Task to complete >> Please list all lines of the material below in which the string "flowering" occurs.

Supplied information >>

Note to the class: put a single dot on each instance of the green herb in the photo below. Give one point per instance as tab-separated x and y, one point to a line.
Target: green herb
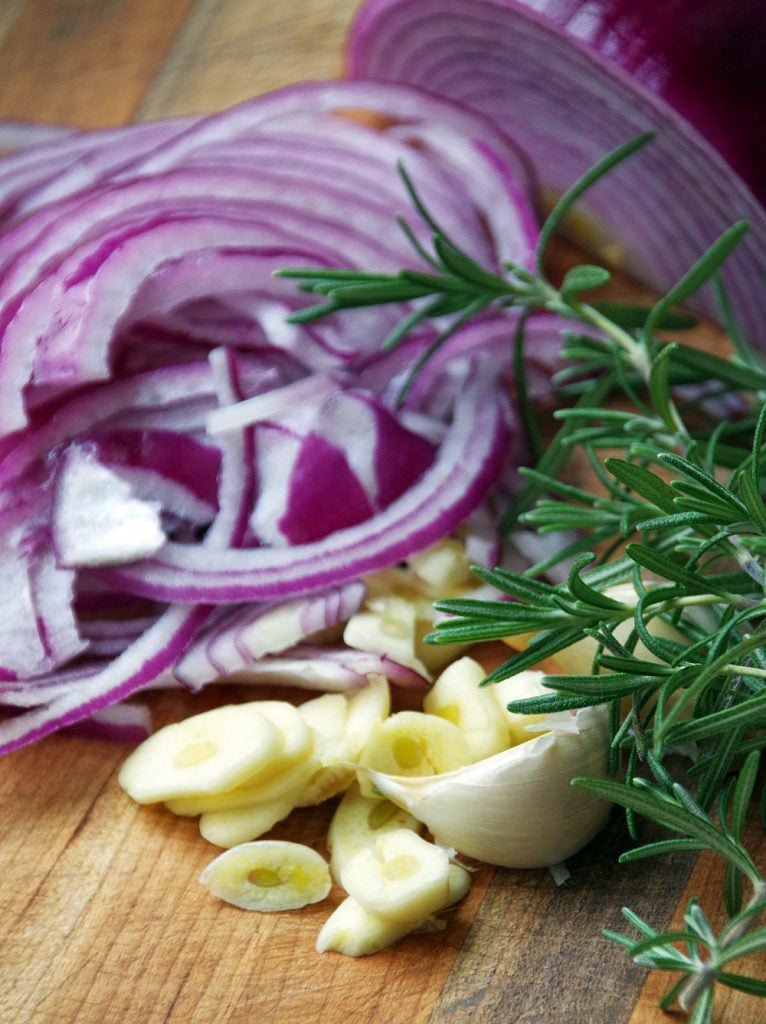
680	516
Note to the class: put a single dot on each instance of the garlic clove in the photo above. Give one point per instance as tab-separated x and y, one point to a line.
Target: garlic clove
268	876
517	808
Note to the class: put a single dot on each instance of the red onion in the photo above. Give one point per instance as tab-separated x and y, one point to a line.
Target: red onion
143	342
570	81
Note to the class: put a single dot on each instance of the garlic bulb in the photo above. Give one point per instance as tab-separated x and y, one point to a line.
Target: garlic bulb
515	809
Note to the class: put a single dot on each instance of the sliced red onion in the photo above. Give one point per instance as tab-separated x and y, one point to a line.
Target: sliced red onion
154	653
122	723
22	134
567	104
330	669
467	463
140	254
237	639
96	518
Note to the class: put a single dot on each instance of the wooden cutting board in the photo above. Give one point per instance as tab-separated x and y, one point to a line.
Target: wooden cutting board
102	920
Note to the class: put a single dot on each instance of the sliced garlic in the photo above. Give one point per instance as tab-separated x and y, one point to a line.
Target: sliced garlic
352	930
399	876
357	821
458	696
242	824
341	734
357	932
271	875
388	627
283	774
443	567
289	781
516	808
217	750
412	742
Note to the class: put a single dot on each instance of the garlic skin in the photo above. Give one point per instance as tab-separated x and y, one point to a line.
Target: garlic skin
515	809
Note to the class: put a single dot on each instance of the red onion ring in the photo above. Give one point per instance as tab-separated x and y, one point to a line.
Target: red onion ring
567	105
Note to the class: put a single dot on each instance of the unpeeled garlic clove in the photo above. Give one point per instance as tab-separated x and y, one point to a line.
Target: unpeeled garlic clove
517	808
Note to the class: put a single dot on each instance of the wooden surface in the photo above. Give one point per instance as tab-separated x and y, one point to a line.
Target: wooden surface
101	916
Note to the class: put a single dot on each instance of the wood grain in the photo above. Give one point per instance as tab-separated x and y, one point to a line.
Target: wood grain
83	62
101	918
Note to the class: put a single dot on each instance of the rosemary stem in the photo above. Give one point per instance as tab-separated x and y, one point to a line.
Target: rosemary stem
707	975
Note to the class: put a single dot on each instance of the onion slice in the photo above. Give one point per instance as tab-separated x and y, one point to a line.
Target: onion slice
567	105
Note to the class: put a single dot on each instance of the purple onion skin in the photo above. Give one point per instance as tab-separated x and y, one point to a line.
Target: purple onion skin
705	57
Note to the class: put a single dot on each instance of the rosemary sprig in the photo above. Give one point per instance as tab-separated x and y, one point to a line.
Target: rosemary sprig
680	516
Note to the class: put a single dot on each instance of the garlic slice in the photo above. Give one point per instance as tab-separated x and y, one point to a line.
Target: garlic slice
357	932
207	753
515	809
271	875
399	876
458	696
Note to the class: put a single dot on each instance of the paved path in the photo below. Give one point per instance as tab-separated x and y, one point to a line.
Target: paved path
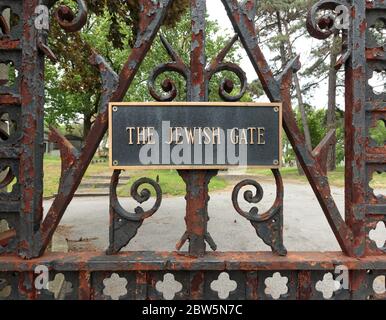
305	227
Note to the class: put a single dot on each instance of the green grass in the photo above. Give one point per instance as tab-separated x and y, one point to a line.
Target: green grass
172	184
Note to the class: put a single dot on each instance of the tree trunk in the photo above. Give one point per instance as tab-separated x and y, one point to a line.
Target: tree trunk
299	96
331	117
87	123
4	80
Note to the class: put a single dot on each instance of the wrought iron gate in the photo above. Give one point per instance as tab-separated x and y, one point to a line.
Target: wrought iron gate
23	247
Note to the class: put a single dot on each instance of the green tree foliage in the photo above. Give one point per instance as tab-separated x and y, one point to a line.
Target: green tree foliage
73	85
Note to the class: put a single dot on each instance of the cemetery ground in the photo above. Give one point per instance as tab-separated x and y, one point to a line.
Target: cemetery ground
97	178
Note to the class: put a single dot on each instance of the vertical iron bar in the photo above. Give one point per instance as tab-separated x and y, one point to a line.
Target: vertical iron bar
197	181
31	158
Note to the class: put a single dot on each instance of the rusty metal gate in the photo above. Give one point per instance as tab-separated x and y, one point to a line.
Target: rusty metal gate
23	246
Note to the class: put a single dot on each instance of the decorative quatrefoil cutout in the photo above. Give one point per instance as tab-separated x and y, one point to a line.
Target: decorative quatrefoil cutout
328	285
223	285
168	287
115	287
276	286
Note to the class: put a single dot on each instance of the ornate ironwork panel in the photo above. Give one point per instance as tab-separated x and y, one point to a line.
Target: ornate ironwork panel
194	274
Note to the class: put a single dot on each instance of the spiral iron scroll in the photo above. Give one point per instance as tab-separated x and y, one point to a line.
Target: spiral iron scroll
124	225
322	27
178	66
268	225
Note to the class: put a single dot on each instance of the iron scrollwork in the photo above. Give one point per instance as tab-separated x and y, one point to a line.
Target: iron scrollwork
124	225
268	225
178	65
323	26
69	21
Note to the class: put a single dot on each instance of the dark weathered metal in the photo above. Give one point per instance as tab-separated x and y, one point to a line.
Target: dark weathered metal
197	217
67	19
268	225
21	154
123	224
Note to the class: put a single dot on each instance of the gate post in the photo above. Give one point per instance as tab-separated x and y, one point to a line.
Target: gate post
197	181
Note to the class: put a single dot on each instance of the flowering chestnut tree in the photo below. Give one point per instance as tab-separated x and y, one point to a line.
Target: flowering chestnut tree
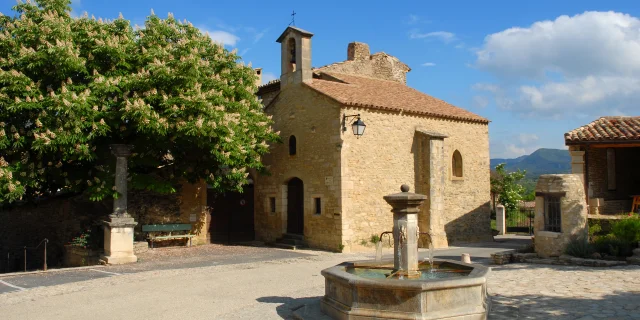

Answer box >>
Note to the class: put a single dot on each instance of the flowering chestnut tree in the photo below. Give one point per instance as tab-separated x and y, one point to a line.
Target: flowering chestnut tree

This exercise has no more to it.